Aim of the exercise
Go through the records underneath and write each one out again exactly.

Input records
########################################

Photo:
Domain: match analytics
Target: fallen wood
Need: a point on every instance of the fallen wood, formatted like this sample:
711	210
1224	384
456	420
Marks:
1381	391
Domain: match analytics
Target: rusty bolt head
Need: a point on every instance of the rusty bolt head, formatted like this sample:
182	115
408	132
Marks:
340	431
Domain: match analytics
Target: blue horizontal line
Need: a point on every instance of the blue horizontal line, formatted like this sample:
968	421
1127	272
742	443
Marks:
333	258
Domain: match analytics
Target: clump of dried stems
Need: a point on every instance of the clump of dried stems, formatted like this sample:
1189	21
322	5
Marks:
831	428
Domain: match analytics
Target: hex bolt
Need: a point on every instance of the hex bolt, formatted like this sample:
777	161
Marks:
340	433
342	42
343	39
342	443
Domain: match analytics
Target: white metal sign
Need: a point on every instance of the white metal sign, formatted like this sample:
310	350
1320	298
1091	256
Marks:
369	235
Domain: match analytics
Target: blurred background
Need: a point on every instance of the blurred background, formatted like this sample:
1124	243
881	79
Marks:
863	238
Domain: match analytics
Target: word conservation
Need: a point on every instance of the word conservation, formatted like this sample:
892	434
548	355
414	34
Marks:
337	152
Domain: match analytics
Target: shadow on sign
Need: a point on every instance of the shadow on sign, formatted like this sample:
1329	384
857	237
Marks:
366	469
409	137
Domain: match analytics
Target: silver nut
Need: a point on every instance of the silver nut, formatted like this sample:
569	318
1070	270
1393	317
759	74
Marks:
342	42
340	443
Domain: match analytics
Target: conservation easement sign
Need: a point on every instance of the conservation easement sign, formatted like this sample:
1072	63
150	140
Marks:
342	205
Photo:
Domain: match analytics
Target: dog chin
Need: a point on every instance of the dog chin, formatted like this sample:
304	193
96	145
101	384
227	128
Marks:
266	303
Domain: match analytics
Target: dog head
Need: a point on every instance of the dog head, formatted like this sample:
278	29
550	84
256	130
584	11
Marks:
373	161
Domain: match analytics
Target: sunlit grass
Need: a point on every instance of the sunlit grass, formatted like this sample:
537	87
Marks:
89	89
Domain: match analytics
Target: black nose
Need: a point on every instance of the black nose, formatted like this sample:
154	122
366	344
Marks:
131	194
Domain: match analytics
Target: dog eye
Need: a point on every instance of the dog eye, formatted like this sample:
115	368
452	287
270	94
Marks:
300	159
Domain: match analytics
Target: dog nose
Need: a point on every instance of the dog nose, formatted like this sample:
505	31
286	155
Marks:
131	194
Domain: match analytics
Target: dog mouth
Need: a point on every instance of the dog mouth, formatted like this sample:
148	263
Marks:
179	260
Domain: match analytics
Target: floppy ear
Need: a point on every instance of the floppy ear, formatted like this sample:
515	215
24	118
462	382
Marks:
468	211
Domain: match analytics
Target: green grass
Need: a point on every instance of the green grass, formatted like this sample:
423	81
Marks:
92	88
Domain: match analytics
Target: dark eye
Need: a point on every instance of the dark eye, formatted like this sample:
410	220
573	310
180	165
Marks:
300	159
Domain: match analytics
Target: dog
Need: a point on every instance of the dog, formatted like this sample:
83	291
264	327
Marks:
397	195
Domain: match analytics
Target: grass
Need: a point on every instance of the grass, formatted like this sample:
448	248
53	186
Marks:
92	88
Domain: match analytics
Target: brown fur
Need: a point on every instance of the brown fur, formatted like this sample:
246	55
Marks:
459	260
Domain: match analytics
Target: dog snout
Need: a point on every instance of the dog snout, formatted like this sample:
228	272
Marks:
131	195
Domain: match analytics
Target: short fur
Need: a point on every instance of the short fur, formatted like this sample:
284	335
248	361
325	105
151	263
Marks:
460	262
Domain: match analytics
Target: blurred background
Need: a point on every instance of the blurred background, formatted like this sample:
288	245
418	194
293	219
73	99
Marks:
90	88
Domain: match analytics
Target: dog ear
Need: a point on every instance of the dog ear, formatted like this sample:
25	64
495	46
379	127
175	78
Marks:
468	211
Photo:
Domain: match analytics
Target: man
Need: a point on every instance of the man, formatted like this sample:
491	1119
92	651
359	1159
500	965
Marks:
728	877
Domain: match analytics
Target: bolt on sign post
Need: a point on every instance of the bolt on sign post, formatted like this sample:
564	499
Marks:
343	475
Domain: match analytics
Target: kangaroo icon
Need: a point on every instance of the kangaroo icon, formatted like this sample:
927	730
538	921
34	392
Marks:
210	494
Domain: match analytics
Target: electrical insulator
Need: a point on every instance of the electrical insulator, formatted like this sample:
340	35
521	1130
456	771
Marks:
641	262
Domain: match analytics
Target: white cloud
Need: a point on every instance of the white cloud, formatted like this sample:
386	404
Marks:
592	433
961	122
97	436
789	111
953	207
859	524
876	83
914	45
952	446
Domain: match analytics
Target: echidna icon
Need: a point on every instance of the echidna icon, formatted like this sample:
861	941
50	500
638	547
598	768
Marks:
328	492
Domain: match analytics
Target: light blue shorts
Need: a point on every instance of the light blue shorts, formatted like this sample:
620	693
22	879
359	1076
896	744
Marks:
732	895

########################################

Finished answer
Photo:
Domain: match analytics
Target: fallen wood
Need: a point on every instance of the fallen wood, formatted like this sample:
711	210
1224	384
456	420
Marks:
1381	391
Domain: match analytics
Target: rusty bolt head
Need: a point on every instance of the rusty bolt head, formatted like this sample:
182	115
408	132
Marks:
340	431
Domain: match analytics
Target: blue horizontal line
Need: a point on every instance of the blue horizontal line, formatted like this sample:
968	421
1127	272
742	443
Marks:
333	258
Domain: match analytics
Target: clump of dried stems
Need: a point on every instance of the clump of dried stems, formatted like this sample:
1189	21
322	5
Marks:
831	428
Domain: match analytics
Target: hex bolt
Need: a point on every instance of the hex bolt, formatted like this sample:
777	161
Marks:
340	433
342	42
343	39
342	443
Domain: match analytics
Target: white metal sign
Need: a point on every instance of the white metal sign, formatted like this sample:
310	350
1320	298
1091	256
Marks:
369	235
Domain: match analytics
Target: blurred background
Need: a point on every instance of the blurred background, formatted like this sample:
1124	243
881	79
Marks:
863	238
Domain: match analytics
Target: word conservation
Need: a point on every instance of the word conservation, formatted like this sample:
892	434
548	355
414	34
Marks:
337	152
Domain: match analytics
Target: shadow on sign
Need: a point on every instance of the shadow on sign, formatted like this sample:
1329	384
857	237
Marks:
366	469
409	137
Domain: match analytics
Target: silver nut
Need: a point on every instance of the silver nut, formatted like this sample:
569	318
1070	270
1393	317
759	74
Marks:
342	42
340	443
Domain: match analytics
Target: conservation easement sign
Need: a point on every instance of the conservation easement sign, formatted like this sample:
1072	63
150	140
Marks:
342	205
Photo:
Domain: match analytics
Target: dog chin
Need: a point on every instance of the dog chin, formatted like this sample:
304	193
96	145
101	384
227	128
Marks:
266	303
Domain: match analytics
Target: dog head
Need: a point on every instance of the dog head, formatted like this sample:
278	29
550	84
256	130
584	11
Marks:
373	161
Domain: match analytics
Target: sunlit grass
Need: a point on every instance of the sunlit grass, formatted like this sample:
537	87
Marks:
89	89
Domain: match analytics
Target: black nose
Need: a point on every instance of the black nose, formatted like this sample:
154	122
366	344
Marks:
131	194
Domain: match analytics
Target: dog eye
Need: a point on every instance of the dog eye, formatted like this sample:
115	368
452	287
270	94
Marks:
300	159
Domain: match analytics
Target: dog nose
Need: a point on every instance of the dog nose, formatted like this sample:
505	31
286	155
Marks:
131	194
Domain: match analytics
Target: dog mouth
Need: a point on every instance of the dog mouth, formatted like this sample:
148	263
Marks:
179	260
Domain: match analytics
Target: floppy ear
Need: a point on every instance of the floppy ear, formatted like this sample:
515	215
24	118
462	382
Marks:
468	211
Domain: match analytics
Target: green grass
Need: a point on every instance of the green grass, formatted like this sample:
423	81
Marks:
92	88
Domain: match analytics
Target: dark eye
Need: a point on every instance of the dark eye, formatted like this sample:
410	220
573	310
180	165
Marks:
300	159
Domain: match analytics
Target: dog
Need: a point on every instance of the dog, formatted like this sample:
83	291
264	327
Marks:
397	195
Domain: match analytics
Target: grass
Need: a point on every instance of the grass, formatted like this sample:
448	248
53	186
Marks:
92	88
Domain: match analytics
Target: brown fur
Need: a point on every instance of the brown fur, formatted like this sample:
246	55
Marks:
459	260
Domain: match analytics
Target: dog snout
Need: a point on every instance of the dog snout, formatted like this sample:
228	272
Marks:
131	195
Domain: match analytics
Target: short fur
Need: a point on every instance of the short fur, formatted like this sample:
284	335
248	361
325	105
151	263
Marks:
460	262
Domain: match analytics
Target: blurred background
Need: a point on every instance of the blurred background, formatted like this sample:
288	245
418	194
293	219
73	99
Marks:
90	88
Domain: match analytics
Target: dog ear
Need: a point on every instance of the dog ear, formatted like this sample:
25	64
495	46
379	127
175	78
Marks:
468	211
Photo:
Domain: match analytics
Target: man
Need: a point on every instance of the man, formatted like this sample:
491	1119
92	651
359	1159
500	965
Marks:
728	877
Domain: match analytics
Target: bolt on sign post
Need: a point on every instance of the bolt on sign post, formatted like this sample:
564	499
Marks:
343	475
Domain: match analytics
Target: kangaroo icon
Need: a point on every instance of the kangaroo icon, formatted like this sample:
927	730
538	921
34	392
Marks:
210	494
Domain: match analytics
Target: electrical insulator
Need: a point on every instance of the electrical insulator, formatted like this sample:
340	35
521	1130
456	771
Marks:
641	262
Domain: match analytics
Target: white cloud
Need: a point on every instance of the white cloud, formatted like this sample:
386	404
Marks:
592	433
961	122
97	436
789	111
953	207
859	524
876	83
914	45
952	446
Domain: match analytics
Target: echidna icon
Need: a point on every instance of the echidna icon, formatted like this sample:
861	941
50	500
638	547
598	768
Marks:
328	492
Domain: match analytics
Target: light blue shorts
Need: a point on every instance of the light blue shorts, formatted like this sample:
620	693
22	879
359	1076
896	744
Marks:
732	895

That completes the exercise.